## start

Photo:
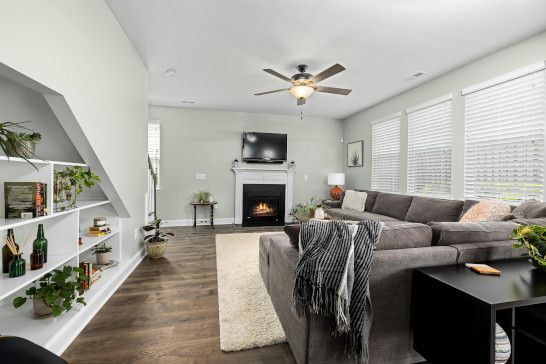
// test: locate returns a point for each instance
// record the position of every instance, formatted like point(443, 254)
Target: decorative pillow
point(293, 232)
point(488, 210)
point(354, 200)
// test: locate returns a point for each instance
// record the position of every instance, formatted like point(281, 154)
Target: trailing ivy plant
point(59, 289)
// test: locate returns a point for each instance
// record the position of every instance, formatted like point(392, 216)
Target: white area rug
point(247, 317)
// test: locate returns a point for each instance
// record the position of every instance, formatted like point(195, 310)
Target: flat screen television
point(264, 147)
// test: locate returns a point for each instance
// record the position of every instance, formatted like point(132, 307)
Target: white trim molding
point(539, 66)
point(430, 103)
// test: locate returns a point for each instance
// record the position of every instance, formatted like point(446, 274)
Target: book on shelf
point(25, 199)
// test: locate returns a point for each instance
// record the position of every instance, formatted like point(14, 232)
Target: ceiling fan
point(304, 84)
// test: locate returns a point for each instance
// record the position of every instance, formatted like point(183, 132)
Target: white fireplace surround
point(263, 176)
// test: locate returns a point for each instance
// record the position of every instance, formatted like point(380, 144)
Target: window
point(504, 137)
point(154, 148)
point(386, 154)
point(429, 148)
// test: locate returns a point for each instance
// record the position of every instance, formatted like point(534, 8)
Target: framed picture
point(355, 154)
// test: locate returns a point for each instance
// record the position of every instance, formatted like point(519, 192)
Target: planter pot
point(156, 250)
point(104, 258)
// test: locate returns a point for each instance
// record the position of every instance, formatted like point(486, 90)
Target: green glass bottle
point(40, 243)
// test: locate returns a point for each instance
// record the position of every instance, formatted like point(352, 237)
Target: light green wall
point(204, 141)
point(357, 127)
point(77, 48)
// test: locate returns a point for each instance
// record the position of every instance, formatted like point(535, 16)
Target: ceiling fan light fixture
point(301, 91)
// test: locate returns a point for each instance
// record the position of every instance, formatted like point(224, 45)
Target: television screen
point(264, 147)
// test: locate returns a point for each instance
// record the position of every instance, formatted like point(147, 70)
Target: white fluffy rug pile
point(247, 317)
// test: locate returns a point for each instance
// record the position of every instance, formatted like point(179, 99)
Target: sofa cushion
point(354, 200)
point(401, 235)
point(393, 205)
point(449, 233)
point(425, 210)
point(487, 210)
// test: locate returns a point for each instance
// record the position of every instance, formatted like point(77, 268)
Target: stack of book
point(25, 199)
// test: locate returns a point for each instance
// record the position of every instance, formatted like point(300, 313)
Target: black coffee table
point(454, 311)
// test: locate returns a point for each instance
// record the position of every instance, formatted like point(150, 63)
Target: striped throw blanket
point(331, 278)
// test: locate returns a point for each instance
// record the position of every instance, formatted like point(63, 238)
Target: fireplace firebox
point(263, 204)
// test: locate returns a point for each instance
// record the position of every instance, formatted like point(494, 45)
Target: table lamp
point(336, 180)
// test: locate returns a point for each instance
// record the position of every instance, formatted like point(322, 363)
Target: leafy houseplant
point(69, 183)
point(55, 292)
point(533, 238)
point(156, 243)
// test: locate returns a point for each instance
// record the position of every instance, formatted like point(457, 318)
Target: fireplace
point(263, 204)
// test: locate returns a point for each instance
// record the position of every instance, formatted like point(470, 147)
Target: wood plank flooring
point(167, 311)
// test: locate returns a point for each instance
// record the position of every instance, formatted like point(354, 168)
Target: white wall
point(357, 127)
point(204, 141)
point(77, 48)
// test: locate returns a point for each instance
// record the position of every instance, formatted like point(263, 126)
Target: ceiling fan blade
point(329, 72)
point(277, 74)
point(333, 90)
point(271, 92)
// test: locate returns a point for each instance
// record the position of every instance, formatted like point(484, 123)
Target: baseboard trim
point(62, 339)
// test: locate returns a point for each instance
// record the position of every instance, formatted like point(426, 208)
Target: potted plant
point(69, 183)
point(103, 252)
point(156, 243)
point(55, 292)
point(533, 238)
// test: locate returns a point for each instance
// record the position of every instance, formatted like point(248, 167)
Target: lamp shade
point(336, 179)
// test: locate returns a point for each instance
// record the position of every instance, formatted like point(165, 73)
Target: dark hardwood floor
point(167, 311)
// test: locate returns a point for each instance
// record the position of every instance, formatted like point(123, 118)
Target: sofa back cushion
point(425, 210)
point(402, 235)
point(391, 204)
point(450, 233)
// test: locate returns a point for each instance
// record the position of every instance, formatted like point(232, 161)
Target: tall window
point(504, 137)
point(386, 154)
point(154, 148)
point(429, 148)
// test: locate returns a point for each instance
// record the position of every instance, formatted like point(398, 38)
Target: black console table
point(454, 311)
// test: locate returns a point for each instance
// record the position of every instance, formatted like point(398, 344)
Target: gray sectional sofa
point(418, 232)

## end

Collect every line in the material that contains the word "sofa", matching case exactly. Copy each line as it appears.

* _OUTPUT BELOW_:
Target: sofa cushion
Target: sofa back cushion
Target: gray sectional sofa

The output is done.